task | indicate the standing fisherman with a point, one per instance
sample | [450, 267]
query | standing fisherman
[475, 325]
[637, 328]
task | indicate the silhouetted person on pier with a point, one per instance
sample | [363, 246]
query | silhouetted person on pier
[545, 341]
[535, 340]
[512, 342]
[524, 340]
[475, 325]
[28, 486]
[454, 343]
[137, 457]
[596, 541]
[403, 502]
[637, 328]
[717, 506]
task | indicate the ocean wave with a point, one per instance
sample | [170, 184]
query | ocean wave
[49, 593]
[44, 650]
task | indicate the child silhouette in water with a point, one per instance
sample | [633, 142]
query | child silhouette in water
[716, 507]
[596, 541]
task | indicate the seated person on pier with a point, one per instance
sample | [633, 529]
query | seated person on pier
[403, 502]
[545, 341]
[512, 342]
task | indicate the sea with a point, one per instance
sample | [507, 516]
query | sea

____

▶ _Exercise objective_
Rewrite all the items above, swapping "indicate" for "mark" wherever it occurs and leaving everything else unchanged.

▶ _Task output_
task | mark the standing fisherman with a point, one per instance
sample | [450, 267]
query | standing fisherman
[475, 325]
[637, 328]
task | mark the silhouetted person on pier with a point, one per instance
sample | [363, 246]
query | silhouetted person on pier
[545, 341]
[535, 340]
[512, 342]
[524, 340]
[475, 325]
[28, 486]
[454, 343]
[137, 457]
[596, 541]
[403, 502]
[637, 328]
[717, 506]
task | mark the ocean wave with a point, one per instance
sample | [170, 184]
query | ocean wave
[49, 593]
[44, 650]
task | mark the child silhouette in water with a point, one per instance
sample | [633, 142]
query | child silhouette in water
[716, 507]
[596, 541]
task | mark the seated person on pier with a point, one per instance
sample | [633, 529]
query | seated person on pier
[403, 502]
[545, 341]
[512, 342]
task | mark the sea with a point, one per instance
sample | [507, 516]
query | sea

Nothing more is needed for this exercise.